» GIVEN DATA
--- Begin ---

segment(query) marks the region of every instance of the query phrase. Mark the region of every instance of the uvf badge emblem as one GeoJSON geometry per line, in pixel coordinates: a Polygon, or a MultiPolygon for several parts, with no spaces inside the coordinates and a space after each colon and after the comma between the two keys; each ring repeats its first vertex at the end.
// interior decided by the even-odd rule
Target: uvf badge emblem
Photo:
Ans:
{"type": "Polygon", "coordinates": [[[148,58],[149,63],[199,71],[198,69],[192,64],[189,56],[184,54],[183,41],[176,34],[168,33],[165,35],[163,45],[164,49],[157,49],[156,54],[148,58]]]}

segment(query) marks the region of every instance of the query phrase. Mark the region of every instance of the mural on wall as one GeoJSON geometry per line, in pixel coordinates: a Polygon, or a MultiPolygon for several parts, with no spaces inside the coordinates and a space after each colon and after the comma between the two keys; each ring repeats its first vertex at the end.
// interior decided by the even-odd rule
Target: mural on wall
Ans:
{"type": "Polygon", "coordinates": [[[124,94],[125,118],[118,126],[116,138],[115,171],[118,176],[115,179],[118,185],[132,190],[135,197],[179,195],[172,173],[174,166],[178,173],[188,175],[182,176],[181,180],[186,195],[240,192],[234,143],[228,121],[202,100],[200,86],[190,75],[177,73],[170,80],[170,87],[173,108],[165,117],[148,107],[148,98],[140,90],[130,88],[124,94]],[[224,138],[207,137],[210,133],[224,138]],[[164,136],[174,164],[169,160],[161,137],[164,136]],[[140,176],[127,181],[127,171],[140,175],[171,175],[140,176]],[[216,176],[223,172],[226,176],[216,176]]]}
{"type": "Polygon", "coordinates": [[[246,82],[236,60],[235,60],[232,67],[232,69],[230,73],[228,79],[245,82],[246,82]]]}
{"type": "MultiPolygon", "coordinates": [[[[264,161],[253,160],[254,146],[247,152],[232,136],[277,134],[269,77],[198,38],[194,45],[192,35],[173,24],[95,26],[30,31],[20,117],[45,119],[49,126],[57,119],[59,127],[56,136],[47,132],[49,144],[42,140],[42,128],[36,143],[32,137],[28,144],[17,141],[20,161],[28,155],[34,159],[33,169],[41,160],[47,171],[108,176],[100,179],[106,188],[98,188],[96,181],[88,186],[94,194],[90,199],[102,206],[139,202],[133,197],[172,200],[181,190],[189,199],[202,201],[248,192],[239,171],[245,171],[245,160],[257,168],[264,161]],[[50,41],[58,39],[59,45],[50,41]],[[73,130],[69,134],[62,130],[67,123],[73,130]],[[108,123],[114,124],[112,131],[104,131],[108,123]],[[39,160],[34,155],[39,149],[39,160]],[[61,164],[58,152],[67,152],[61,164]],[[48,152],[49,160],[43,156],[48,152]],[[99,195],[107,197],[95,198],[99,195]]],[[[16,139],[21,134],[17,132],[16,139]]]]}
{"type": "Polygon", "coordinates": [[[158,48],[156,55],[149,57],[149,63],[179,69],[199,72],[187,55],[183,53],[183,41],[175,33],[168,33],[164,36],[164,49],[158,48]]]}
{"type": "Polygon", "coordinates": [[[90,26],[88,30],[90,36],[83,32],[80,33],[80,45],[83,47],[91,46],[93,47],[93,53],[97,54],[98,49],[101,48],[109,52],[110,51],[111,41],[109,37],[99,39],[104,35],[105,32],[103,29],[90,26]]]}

--- End ---

» TASK OBJECTIVE
Show each line above that contains the string "Target", copying each such line in full.

» EXERCISE RESPONSE
Target: uvf badge emblem
Target: mural on wall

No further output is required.